-------- Reading passage --------

After all, most of the election platforms on both sides reflect a lot of generic ideas (better traffic, more green space, higher security) we’ve already heard from the governor, but local politics sometimes supersede the Bangkok agenda. Apimuk’s constituents’ concerns are resolutely middle-class: better lighting on community roads, better drainage and even the need for more parks. Man, who oversees a working class district, speaks more of supporting the local population with better health care and public schooling. Phonpoom and Supaporn, although Pheau Thai candidates, share his concerns as they are running for office in districts on Bangkok’s outer ring, which contain a low-income demographic. They promise public sports facilities for youth to stay away from drugs and more nursing places to take care of children and old people while their family members are at work.

--------

**Questions on the material:**
[a] Reproduce word for word the portion of the Bangkok election passage running from "After all, most" down to "are at work.".
[b] In the Bangkok election passage, which party are Phonpoom and Supaporn candidates for?
The records are separate material, unrelated to the Bangkok election passage.

-------- Data to examine --------

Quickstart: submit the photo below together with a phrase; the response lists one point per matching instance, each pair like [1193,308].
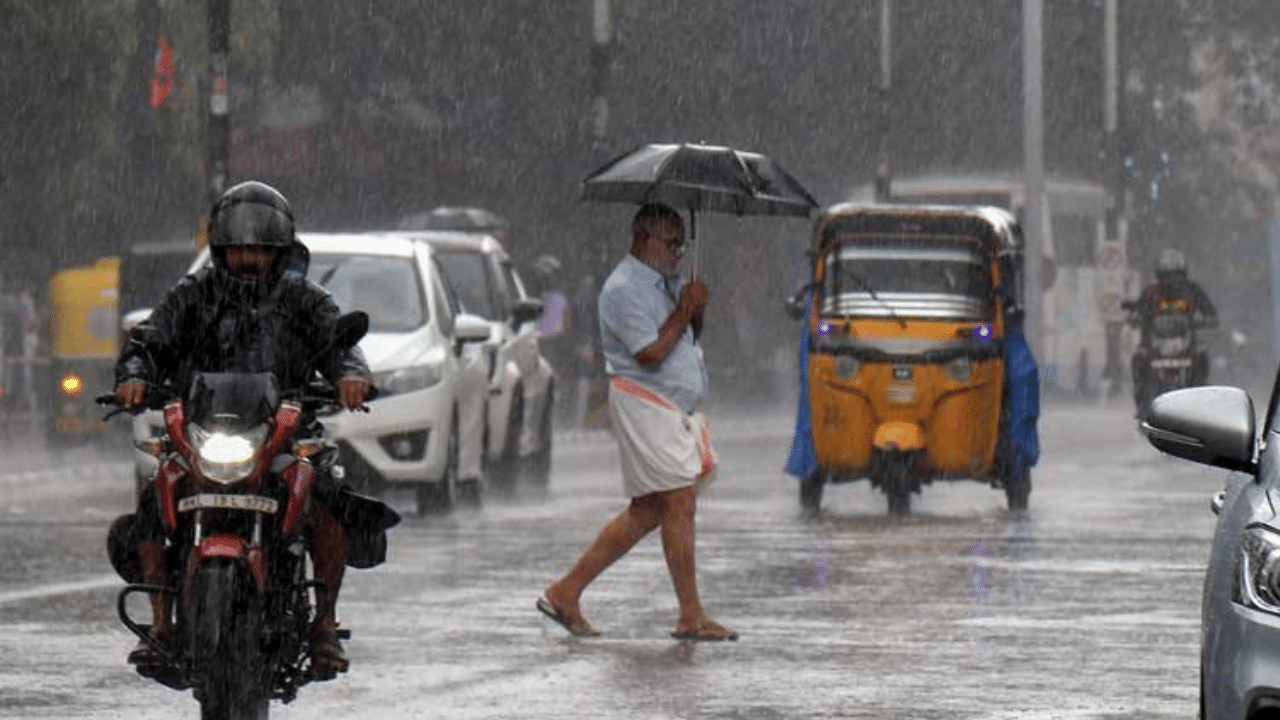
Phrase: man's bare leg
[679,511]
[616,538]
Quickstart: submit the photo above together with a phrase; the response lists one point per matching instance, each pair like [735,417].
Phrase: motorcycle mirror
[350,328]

--------

**Results of the tasks:**
[a]
After all, most of the election platforms on both sides reflect a lot of generic ideas (better traffic, more green space, higher security) we’ve already heard from the governor, but local politics sometimes supersede the Bangkok agenda. Apimuk’s constituents’ concerns are resolutely middle-class: better lighting on community roads, better drainage and even the need for more parks. Man, who oversees a working class district, speaks more of supporting the local population with better health care and public schooling. Phonpoom and Supaporn, although Pheau Thai candidates, share his concerns as they are running for office in districts on Bangkok’s outer ring, which contain a low-income demographic. They promise public sports facilities for youth to stay away from drugs and more nursing places to take care of children and old people while their family members are at work.

[b] Pheau Thai.